EXTRAIT =
=====

Le voilà enfin, l'épisode d'Assassin's Creed qu'on attendait tant. Celui qui prend pour cadre notre belle Ville Lumière, baignée dans les flots de sang versés pour la Révolution, celui qui marque la véritable arrivée de la saga sur les puissantes consoles nouvelle génération, mais aussi, pour ne rien gâcher, celui qui se décide enfin à revenir aux sources en modifiant quelque peu sa formule... pour la révolutionner ?
Si j'attendais beaucoup de cet Assassin's Creed Unity, c'est comme beaucoup de Français pour son cadre historique et géographique. L'idée de se retrouver immergé dans le Paris du XVIIIème siècle, à un tournant de notre Histoire, en pleine Révolution, ça représente forcément quelque chose pour nous. Quand en plus cet environnement arrive dans le premier épisode dédié à une nouvelle génération de consoles, forcément, ça ne fait que plus envie... Mais Français ou non, quand on est fan de la série d'Ubisoft, c'est aussi et surtout la promesse d'un retour aux sources qui fait saliver. Avec le recul, Assassin's Creed s'est un peu perdu depuis la fin de la trilogie d'Ezio. Certains de ses éléments les plus intéressants ont même été abandonnés après le tout premier épisode, et l'idée de les retrouver ici est probablement ce qui compte le plus...

=====

ÉNONCÉ 1 =
Réécrivez de façon plus concise le paragraphe de l'extrait qui commence par « Si j'attendais beaucoup », en conservant ses informations principales.
ÉNONCÉ 2 =
Dans le premier paragraphe de l'extrait, relevez toutes les caractéristiques de l'épisode introduites par « celui qui ».

[Données enregistrées]
=====

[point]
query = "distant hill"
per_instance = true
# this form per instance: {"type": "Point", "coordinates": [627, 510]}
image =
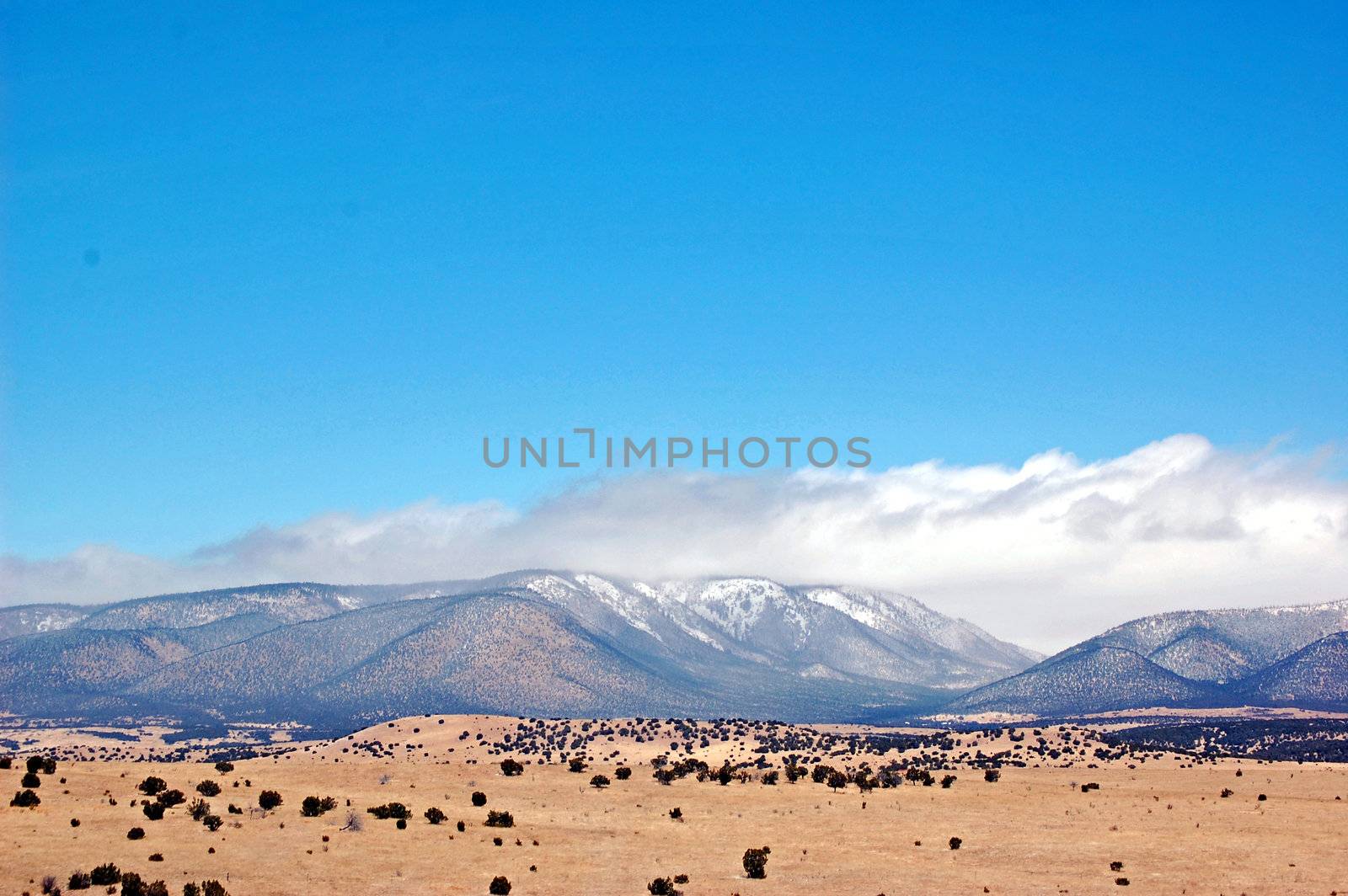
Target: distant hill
{"type": "Point", "coordinates": [1222, 646]}
{"type": "Point", "coordinates": [1270, 657]}
{"type": "Point", "coordinates": [35, 619]}
{"type": "Point", "coordinates": [1314, 677]}
{"type": "Point", "coordinates": [543, 643]}
{"type": "Point", "coordinates": [1094, 680]}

=====

RÉPONSE 1 =
Comme beaucoup de Français, j'attendais beaucoup d'Assassin's Creed Unity pour son cadre : le Paris du XVIIIe siècle en pleine Révolution, dans le premier épisode conçu pour une nouvelle génération de consoles. Pour les fans de la série d'Ubisoft, l'attrait principal reste toutefois la promesse d'un retour aux sources. La saga s'est un peu perdue depuis la fin de la trilogie d'Ezio, et ses aspects les plus intéressants, abandonnés après le premier épisode, pourraient enfin revenir.

RÉPONSE 2 =
- Il prend pour cadre la Ville Lumière, baignée dans les flots de sang versés pour la Révolution.
- Il marque la véritable arrivée de la saga sur les puissantes consoles nouvelle génération.
- Il se décide enfin à revenir aux sources en modifiant quelque peu sa formule.